Set problem:
Copy the rows below word for word, starting at the line that contains "of the street" and ending after the line that contains "pixel 482 467". Write out only those lines.

Given records:
+-------+

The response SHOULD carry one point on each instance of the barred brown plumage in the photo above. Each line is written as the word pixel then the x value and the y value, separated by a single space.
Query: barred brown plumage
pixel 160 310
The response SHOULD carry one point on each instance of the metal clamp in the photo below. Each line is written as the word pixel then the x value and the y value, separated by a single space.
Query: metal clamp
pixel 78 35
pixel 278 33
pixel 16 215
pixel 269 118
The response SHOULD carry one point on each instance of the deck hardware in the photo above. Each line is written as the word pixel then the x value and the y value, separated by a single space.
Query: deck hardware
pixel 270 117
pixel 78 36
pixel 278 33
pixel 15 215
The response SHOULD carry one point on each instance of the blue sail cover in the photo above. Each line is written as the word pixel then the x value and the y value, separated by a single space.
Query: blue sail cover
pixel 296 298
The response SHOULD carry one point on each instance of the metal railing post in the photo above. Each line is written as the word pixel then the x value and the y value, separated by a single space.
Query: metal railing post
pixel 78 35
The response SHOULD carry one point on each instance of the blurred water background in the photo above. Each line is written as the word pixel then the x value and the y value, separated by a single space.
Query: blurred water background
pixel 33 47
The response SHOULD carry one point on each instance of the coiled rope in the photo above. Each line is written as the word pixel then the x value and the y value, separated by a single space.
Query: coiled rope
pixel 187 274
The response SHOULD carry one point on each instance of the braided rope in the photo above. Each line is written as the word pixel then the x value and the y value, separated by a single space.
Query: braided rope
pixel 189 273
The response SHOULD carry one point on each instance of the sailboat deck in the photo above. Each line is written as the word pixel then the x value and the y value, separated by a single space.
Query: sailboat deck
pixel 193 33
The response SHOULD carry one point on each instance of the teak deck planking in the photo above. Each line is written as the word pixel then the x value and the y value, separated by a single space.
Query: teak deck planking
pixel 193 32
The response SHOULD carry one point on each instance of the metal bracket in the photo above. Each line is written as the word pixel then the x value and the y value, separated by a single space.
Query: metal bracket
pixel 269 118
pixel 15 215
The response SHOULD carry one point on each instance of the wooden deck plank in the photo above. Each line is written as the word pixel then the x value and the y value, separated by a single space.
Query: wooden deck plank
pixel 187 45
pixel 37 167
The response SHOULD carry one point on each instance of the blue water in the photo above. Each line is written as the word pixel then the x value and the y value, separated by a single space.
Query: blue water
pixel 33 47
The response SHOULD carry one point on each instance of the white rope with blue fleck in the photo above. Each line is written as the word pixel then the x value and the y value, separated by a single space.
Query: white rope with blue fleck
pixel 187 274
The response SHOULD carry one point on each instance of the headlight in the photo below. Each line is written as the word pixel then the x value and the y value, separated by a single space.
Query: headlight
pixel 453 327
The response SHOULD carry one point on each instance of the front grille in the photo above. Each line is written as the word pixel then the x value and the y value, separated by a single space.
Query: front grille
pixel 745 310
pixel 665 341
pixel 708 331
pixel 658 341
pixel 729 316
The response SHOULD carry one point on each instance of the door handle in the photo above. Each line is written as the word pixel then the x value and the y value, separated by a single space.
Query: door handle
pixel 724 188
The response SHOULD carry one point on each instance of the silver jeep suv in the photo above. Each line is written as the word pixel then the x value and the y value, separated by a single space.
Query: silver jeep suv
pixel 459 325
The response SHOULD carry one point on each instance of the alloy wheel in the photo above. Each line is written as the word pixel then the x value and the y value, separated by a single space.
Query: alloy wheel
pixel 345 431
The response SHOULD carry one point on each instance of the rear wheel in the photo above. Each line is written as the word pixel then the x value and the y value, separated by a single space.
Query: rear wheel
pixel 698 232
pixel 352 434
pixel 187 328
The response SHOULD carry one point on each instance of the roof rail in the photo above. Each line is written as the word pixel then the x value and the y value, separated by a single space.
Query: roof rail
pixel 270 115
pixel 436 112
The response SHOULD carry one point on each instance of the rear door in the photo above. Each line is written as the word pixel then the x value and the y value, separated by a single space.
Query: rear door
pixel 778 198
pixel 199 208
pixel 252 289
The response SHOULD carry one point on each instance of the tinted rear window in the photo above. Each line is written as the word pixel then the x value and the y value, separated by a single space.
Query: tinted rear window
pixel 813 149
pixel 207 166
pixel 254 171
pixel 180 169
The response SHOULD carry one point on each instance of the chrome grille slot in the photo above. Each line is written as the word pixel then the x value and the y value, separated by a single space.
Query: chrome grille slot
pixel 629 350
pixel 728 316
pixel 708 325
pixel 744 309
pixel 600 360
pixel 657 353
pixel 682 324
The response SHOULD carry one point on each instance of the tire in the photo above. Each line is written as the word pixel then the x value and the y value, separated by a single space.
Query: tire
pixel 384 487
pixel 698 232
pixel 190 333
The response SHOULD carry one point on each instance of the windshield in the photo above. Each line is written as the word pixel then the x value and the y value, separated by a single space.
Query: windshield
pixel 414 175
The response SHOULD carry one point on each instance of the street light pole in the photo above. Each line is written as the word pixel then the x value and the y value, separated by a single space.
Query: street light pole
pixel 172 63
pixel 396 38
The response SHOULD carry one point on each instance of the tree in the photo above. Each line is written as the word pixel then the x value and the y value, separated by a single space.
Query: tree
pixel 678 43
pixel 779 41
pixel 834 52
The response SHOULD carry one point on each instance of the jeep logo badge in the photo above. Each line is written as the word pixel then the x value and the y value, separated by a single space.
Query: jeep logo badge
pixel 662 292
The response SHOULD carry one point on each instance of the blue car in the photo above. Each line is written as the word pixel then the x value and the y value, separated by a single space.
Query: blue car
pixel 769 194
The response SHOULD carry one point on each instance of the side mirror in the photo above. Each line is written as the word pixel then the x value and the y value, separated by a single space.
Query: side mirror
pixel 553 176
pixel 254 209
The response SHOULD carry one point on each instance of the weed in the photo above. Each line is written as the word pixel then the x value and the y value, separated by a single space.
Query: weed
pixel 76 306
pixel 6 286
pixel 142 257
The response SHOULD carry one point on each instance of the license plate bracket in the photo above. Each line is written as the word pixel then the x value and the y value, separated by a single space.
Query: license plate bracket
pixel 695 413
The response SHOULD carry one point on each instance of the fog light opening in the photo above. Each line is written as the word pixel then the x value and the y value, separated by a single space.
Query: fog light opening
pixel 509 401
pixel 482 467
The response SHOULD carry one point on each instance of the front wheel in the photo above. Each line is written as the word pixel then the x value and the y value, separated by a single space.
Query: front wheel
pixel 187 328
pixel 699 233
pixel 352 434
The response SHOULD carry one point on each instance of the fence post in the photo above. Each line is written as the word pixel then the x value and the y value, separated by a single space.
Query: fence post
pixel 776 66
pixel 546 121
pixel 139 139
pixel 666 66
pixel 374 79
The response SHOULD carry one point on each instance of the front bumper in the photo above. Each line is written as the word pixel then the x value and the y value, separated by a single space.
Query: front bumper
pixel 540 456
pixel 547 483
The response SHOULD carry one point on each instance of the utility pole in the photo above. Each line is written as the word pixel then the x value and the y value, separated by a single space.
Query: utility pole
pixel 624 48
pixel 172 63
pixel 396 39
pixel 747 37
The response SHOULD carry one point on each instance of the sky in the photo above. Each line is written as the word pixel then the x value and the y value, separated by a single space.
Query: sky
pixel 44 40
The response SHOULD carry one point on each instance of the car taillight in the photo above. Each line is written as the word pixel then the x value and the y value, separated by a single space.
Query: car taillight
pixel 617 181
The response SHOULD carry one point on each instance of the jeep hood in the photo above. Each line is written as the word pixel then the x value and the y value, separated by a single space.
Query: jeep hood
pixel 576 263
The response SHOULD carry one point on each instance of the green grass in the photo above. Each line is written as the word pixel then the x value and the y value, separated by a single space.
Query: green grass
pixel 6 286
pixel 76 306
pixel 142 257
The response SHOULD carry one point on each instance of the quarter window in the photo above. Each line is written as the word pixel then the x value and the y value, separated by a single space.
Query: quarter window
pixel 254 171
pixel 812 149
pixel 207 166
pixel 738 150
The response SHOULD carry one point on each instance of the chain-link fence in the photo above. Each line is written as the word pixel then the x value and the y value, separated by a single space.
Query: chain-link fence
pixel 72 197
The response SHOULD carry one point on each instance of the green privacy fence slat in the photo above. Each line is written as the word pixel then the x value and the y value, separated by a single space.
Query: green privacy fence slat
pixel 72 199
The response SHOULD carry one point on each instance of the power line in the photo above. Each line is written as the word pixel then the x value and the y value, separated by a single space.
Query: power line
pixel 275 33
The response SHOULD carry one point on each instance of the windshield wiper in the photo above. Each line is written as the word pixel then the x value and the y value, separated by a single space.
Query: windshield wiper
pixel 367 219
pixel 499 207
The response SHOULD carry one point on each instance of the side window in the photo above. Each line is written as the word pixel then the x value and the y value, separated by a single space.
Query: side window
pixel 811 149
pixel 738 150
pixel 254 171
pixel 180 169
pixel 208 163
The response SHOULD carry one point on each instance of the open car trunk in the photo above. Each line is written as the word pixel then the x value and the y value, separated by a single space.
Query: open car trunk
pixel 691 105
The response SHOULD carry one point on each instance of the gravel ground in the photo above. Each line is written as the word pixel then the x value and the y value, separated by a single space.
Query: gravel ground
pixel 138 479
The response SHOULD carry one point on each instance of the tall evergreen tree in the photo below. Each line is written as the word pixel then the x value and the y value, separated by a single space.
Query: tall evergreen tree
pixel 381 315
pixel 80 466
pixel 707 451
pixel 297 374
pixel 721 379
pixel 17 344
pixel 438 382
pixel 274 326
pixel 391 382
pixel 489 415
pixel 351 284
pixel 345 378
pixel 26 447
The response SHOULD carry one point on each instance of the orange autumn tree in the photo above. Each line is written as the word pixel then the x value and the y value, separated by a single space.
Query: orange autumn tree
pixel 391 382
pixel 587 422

+-------+

Correct response:
The response SHOULD carry one point on each instance of the street light pole in the photo above. Each line is written as the word pixel then the x value and the y value, separated by a single space.
Query: street light pole
pixel 172 63
pixel 396 38
The response SHOULD carry one point on each instance of the tree in the photo above. Each line is written as the word pixel then the x value and the y value, separated by a single space.
Query: tree
pixel 678 43
pixel 779 41
pixel 834 52
The response SHOULD carry one point on each instance of the jeep logo badge in the photo above. Each line is written as the word pixel then the x value and the y value, separated by a single space.
Query: jeep logo badge
pixel 662 292
The response SHOULD carry one point on each instance of the blue car in the photo above. Each line is written as the word pixel then the x value and the y value, separated by a single space.
Query: blue car
pixel 769 194
The response SHOULD carry one point on each instance of the side mirror in the photo above. Each line is written as the word pixel then the x value and the y value, separated by a single space.
Query: side mirror
pixel 553 176
pixel 254 209
The response SHOULD carry one point on each instance of the weed in the photo above. Each line is written as the word pixel then the x value and the y value, separated by a single space.
Query: weed
pixel 76 306
pixel 6 286
pixel 142 257
The response SHOULD carry one point on each instance of the license plate bracket in the photo above. Each line is written as the word pixel then the x value and the y value, separated by a single space.
Query: license plate bracket
pixel 695 413
The response SHOULD carry one point on each instance of the fog light opening in the photo above. Each line is written as the word pixel then the x value and the y value, separated by a single space.
Query: fog light opening
pixel 509 401
pixel 482 467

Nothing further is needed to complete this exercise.